> RECORDS
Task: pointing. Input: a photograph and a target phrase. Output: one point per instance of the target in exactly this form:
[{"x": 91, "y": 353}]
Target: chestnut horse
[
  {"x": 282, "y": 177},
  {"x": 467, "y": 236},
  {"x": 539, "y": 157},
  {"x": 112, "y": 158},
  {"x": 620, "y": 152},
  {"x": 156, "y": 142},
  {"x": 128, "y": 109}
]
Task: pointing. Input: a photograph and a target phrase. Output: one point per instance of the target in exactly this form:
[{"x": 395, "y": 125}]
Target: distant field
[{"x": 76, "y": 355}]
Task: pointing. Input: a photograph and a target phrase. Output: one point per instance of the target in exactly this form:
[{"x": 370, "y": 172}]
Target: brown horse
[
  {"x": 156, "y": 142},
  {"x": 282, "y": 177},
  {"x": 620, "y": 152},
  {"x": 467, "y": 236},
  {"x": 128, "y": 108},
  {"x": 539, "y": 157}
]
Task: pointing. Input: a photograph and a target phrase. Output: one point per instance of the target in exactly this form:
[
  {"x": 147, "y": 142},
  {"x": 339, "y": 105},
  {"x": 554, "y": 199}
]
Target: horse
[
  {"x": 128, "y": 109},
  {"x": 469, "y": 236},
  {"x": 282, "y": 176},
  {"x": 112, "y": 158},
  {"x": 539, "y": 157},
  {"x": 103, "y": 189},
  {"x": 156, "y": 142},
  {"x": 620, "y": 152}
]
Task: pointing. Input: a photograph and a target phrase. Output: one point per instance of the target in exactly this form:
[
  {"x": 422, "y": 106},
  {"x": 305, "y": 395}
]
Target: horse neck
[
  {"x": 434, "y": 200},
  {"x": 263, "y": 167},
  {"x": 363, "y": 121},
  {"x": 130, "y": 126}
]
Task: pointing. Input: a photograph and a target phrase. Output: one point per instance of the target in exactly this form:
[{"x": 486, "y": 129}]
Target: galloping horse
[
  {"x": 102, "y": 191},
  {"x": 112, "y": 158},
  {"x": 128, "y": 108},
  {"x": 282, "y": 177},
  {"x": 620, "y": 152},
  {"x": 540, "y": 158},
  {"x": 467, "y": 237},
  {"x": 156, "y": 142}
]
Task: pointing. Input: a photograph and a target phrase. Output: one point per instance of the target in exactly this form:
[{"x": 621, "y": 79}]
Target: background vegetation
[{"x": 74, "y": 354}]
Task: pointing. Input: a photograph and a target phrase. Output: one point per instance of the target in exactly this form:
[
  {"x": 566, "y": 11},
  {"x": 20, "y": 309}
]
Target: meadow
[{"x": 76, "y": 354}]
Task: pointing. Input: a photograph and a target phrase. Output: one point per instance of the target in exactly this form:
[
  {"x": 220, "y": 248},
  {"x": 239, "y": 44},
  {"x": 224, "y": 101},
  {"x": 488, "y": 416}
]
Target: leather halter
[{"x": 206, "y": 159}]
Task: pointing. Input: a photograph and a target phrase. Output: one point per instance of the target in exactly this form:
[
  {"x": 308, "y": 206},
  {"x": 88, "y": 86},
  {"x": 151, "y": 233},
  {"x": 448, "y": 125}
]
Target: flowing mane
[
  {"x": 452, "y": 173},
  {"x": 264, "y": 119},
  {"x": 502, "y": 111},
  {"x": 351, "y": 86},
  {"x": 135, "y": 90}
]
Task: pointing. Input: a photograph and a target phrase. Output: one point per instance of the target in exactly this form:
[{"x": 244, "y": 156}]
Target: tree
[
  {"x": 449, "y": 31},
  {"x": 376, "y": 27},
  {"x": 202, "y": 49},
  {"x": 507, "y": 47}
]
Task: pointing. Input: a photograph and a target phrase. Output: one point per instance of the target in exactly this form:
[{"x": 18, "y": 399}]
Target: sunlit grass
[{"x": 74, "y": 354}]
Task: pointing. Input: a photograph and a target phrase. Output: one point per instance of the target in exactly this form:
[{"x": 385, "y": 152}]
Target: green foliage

> CHALLENGE
Reproduce the records above exactly.

> SOLVED EXERCISE
Task: pointing. Input: a photograph and a target phrase. Output: one point per instance of the target in exactly this form:
[{"x": 91, "y": 353}]
Target: chestnut horse
[
  {"x": 282, "y": 177},
  {"x": 467, "y": 236},
  {"x": 539, "y": 157},
  {"x": 112, "y": 158},
  {"x": 620, "y": 152},
  {"x": 156, "y": 142},
  {"x": 128, "y": 109}
]
Task: pointing. Input: a photograph and a target phrase. Output: one point per instance of the target in exactly this form:
[{"x": 395, "y": 125}]
Target: distant field
[{"x": 76, "y": 355}]
Task: pointing. Input: a photograph and a target phrase. Output: one point per instance of the target in exactly this form:
[{"x": 370, "y": 172}]
Target: brown horse
[
  {"x": 156, "y": 142},
  {"x": 282, "y": 177},
  {"x": 620, "y": 152},
  {"x": 467, "y": 236},
  {"x": 128, "y": 108},
  {"x": 539, "y": 157}
]
Task: pointing. Input: a photograph and a target phrase. Output: one point per instance of the target in exactly this form:
[
  {"x": 147, "y": 142},
  {"x": 339, "y": 105},
  {"x": 554, "y": 199}
]
Target: horse
[
  {"x": 128, "y": 109},
  {"x": 469, "y": 236},
  {"x": 282, "y": 176},
  {"x": 112, "y": 158},
  {"x": 539, "y": 157},
  {"x": 103, "y": 189},
  {"x": 156, "y": 142},
  {"x": 620, "y": 152}
]
Task: pointing. Input: a photograph and a target phrase. Output: one point per instance of the target in exactly this form:
[
  {"x": 422, "y": 106},
  {"x": 305, "y": 395}
]
Target: horse neck
[
  {"x": 434, "y": 200},
  {"x": 263, "y": 167},
  {"x": 363, "y": 121},
  {"x": 130, "y": 126}
]
Task: pointing. Input: a photograph and a target phrase. Output: one point per instance of the target in exactly this form:
[{"x": 486, "y": 129}]
Target: galloping horse
[
  {"x": 102, "y": 191},
  {"x": 112, "y": 158},
  {"x": 128, "y": 108},
  {"x": 282, "y": 177},
  {"x": 620, "y": 152},
  {"x": 540, "y": 158},
  {"x": 467, "y": 237},
  {"x": 156, "y": 142}
]
Task: pointing. Input: a photograph and a target phrase. Output: one point per instance of the target in exactly this form:
[{"x": 621, "y": 79}]
Target: background vegetation
[{"x": 74, "y": 354}]
Task: pointing. Input: a photograph and a target phrase. Output: one point per instance of the target in exactly this form:
[
  {"x": 566, "y": 11},
  {"x": 20, "y": 309}
]
Target: meadow
[{"x": 76, "y": 354}]
Task: pointing. Input: a photograph and a target phrase. Output: one point per instance of the target in exactly this form:
[
  {"x": 220, "y": 248},
  {"x": 239, "y": 44},
  {"x": 224, "y": 101},
  {"x": 488, "y": 416}
]
Target: leather halter
[{"x": 206, "y": 159}]
Task: pointing. Input: a photograph and a target phrase. Output: one point per instance of the target in exactly this form:
[
  {"x": 308, "y": 206},
  {"x": 88, "y": 86},
  {"x": 151, "y": 233},
  {"x": 448, "y": 125}
]
Target: flowing mane
[
  {"x": 452, "y": 173},
  {"x": 264, "y": 119},
  {"x": 502, "y": 111},
  {"x": 351, "y": 86},
  {"x": 135, "y": 90}
]
Task: pointing. Input: a photograph and a target phrase. Output: one point per instance of the target in exactly this form:
[{"x": 244, "y": 156}]
Target: tree
[
  {"x": 449, "y": 31},
  {"x": 376, "y": 27},
  {"x": 202, "y": 49},
  {"x": 507, "y": 47}
]
Task: pointing. Input: a photograph and a target phrase. Output: one point per instance of the target in exactly this form:
[{"x": 18, "y": 399}]
Target: sunlit grass
[{"x": 74, "y": 354}]
Task: pointing. Input: a photograph and a target phrase. Output: one point per instance of the target in exactly this form:
[{"x": 385, "y": 152}]
Target: green foliage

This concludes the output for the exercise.